• HOW TO COMPLETE THIS TASK: Copy exactly the line that contains "negative clicks: (1525, 190)" plus all remaining lines of the data, and leave out every line before it.

• Stored data:
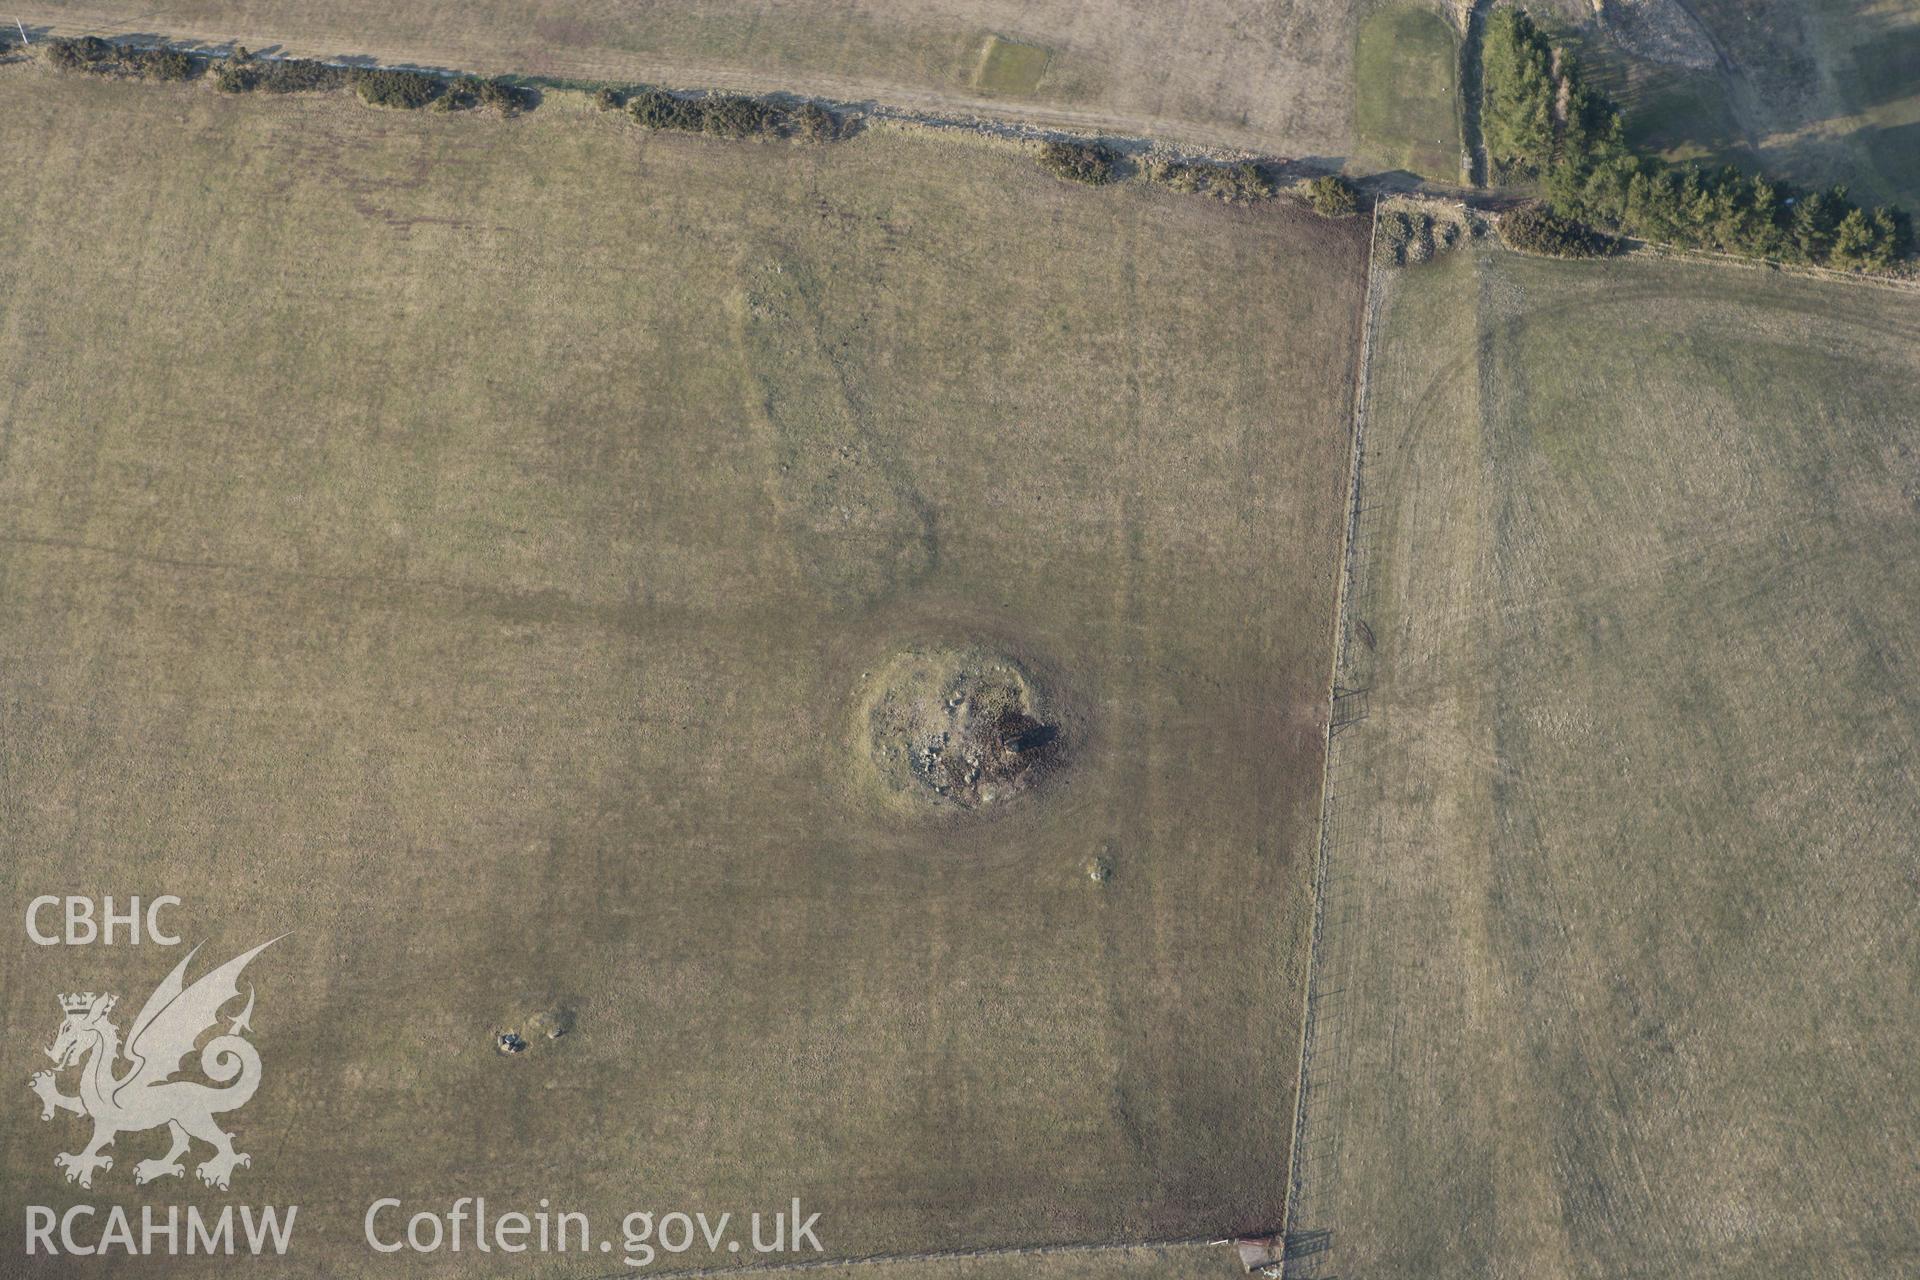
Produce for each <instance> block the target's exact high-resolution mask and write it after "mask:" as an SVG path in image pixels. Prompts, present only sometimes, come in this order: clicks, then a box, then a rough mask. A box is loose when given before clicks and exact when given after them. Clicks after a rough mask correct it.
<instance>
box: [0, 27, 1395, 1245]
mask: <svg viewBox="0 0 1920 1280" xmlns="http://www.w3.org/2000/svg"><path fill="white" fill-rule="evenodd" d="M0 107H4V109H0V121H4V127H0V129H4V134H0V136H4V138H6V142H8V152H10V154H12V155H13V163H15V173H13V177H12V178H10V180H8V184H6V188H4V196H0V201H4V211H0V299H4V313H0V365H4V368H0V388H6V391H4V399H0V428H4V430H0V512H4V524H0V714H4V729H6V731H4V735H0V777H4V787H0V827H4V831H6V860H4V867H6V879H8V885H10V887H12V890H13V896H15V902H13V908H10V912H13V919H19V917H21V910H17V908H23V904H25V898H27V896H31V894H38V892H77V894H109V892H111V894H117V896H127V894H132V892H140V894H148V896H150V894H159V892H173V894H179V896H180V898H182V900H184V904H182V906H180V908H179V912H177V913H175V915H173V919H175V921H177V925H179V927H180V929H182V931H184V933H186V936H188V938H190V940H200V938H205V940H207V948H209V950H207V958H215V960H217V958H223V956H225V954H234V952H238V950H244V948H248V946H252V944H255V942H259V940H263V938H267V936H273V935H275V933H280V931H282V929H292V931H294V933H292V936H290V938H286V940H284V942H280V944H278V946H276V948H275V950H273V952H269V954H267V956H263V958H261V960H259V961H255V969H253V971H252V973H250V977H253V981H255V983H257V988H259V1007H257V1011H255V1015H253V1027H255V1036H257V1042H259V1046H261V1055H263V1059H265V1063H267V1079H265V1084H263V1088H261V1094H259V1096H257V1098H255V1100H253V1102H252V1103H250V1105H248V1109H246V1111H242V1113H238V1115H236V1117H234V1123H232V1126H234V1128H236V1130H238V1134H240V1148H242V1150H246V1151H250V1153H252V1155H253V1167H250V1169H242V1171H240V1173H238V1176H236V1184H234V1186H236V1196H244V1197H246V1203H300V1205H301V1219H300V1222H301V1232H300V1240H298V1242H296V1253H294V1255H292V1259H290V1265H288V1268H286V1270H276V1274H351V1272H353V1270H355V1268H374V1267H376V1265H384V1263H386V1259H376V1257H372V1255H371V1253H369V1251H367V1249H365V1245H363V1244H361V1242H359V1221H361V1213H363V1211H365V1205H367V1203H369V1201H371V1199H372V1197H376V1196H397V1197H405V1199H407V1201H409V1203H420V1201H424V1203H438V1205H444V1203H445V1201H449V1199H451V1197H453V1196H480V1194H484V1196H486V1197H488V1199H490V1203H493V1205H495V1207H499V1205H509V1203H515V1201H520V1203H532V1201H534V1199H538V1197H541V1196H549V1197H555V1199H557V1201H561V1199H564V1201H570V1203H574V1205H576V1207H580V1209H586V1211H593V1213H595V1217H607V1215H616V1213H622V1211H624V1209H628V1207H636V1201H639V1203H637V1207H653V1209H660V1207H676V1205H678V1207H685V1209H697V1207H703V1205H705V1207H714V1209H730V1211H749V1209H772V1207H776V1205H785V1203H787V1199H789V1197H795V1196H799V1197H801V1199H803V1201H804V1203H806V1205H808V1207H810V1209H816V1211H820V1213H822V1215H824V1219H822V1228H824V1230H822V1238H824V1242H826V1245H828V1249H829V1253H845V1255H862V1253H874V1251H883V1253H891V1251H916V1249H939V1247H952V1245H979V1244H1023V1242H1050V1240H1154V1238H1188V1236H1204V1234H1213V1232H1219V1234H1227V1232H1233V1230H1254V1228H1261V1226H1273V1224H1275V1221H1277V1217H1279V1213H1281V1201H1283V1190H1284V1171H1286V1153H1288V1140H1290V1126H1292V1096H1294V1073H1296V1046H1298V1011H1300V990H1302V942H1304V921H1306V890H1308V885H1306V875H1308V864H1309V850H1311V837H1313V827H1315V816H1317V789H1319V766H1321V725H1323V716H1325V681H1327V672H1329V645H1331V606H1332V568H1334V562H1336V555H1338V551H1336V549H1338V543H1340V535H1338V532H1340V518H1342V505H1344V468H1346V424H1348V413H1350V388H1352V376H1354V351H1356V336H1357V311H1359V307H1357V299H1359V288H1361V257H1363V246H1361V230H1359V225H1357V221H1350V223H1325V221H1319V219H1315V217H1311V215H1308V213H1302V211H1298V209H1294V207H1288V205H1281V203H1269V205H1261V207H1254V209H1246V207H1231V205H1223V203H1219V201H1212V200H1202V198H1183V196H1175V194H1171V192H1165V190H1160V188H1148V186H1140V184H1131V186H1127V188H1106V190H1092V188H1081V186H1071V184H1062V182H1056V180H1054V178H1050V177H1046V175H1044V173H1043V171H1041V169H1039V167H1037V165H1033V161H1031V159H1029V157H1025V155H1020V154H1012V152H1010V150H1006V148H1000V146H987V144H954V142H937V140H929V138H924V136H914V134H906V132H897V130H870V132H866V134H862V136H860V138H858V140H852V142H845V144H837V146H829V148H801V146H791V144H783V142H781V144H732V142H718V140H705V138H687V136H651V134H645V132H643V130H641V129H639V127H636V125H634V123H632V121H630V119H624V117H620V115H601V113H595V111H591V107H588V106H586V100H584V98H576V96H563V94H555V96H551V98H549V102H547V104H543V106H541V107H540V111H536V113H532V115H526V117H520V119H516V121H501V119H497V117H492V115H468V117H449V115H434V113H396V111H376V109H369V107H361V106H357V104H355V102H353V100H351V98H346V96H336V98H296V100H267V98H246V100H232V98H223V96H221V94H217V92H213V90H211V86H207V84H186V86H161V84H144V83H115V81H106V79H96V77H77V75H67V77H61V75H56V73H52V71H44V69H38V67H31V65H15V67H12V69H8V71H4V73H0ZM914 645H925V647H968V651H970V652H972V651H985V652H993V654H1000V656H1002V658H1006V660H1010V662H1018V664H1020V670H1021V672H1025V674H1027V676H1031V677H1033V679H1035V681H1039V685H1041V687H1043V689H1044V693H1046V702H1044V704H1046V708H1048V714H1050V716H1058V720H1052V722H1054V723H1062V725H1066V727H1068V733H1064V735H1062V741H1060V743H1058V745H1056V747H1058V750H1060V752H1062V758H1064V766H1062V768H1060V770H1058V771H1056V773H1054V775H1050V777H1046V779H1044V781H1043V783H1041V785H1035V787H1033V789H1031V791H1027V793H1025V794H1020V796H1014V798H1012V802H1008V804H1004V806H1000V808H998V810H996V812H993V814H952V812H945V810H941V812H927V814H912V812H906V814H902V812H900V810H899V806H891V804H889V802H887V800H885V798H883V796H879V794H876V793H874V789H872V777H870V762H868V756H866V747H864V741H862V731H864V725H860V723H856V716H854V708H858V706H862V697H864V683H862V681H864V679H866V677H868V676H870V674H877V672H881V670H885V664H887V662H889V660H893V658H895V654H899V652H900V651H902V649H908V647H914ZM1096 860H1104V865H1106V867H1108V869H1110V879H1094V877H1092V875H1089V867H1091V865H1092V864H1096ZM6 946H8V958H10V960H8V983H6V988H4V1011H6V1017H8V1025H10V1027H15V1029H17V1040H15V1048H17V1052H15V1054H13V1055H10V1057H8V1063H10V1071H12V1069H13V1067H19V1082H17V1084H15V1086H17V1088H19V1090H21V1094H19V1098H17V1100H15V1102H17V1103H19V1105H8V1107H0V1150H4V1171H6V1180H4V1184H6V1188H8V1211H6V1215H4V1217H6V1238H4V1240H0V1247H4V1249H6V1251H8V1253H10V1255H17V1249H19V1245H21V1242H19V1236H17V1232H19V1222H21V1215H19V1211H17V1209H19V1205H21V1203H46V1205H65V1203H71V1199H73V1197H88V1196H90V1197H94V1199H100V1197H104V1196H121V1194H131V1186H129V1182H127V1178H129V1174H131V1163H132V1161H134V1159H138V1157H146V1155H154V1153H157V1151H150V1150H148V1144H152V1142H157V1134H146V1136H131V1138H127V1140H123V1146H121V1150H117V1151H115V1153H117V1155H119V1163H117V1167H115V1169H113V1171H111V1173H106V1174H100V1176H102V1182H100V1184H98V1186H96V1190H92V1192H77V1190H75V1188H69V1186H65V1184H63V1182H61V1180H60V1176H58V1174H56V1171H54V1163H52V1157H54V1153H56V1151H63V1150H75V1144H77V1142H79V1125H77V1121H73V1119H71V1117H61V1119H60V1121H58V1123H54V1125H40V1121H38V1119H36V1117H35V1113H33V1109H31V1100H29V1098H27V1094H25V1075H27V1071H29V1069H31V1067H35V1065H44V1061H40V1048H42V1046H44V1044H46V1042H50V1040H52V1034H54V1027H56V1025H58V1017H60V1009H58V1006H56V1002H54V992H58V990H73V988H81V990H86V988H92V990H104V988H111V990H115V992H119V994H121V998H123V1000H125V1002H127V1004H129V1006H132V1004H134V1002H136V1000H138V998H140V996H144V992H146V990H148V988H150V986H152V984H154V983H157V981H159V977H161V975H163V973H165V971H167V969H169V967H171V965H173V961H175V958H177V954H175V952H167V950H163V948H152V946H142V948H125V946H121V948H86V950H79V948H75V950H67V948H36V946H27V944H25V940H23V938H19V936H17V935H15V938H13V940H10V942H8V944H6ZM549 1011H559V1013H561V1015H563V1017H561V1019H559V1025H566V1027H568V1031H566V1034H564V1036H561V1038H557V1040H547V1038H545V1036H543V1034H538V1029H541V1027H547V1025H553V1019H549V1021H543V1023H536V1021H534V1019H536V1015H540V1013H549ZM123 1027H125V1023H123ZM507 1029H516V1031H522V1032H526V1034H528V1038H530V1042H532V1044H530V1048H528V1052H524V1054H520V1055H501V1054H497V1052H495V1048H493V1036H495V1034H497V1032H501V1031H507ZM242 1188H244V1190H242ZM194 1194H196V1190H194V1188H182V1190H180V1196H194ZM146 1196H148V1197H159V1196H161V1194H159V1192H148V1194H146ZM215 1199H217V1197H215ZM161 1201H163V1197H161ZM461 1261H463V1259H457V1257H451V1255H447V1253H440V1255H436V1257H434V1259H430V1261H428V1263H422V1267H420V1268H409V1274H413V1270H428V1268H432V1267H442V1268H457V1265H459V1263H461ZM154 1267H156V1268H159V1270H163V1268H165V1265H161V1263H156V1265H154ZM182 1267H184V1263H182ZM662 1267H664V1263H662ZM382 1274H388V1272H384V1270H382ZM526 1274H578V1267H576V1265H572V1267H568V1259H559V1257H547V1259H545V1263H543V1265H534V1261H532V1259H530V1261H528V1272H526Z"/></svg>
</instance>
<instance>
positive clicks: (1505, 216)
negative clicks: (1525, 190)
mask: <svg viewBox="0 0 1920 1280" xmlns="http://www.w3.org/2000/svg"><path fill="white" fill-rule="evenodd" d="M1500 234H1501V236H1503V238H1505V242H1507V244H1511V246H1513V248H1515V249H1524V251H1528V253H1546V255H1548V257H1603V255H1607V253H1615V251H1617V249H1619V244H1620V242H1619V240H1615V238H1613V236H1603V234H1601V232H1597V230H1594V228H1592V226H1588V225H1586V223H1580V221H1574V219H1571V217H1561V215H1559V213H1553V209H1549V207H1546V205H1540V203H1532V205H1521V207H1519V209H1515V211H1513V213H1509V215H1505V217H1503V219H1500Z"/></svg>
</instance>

• RESPONSE BELOW:
negative clicks: (1525, 190)
mask: <svg viewBox="0 0 1920 1280" xmlns="http://www.w3.org/2000/svg"><path fill="white" fill-rule="evenodd" d="M1500 234H1501V236H1503V238H1505V242H1507V244H1511V246H1513V248H1515V249H1524V251H1528V253H1546V255H1548V257H1603V255H1607V253H1615V251H1617V249H1619V244H1620V242H1619V240H1615V238H1613V236H1603V234H1601V232H1597V230H1594V228H1592V226H1588V225H1586V223H1580V221H1574V219H1571V217H1561V215H1559V213H1553V209H1549V207H1546V205H1540V203H1532V205H1521V207H1519V209H1515V211H1513V213H1509V215H1505V217H1503V219H1500Z"/></svg>
</instance>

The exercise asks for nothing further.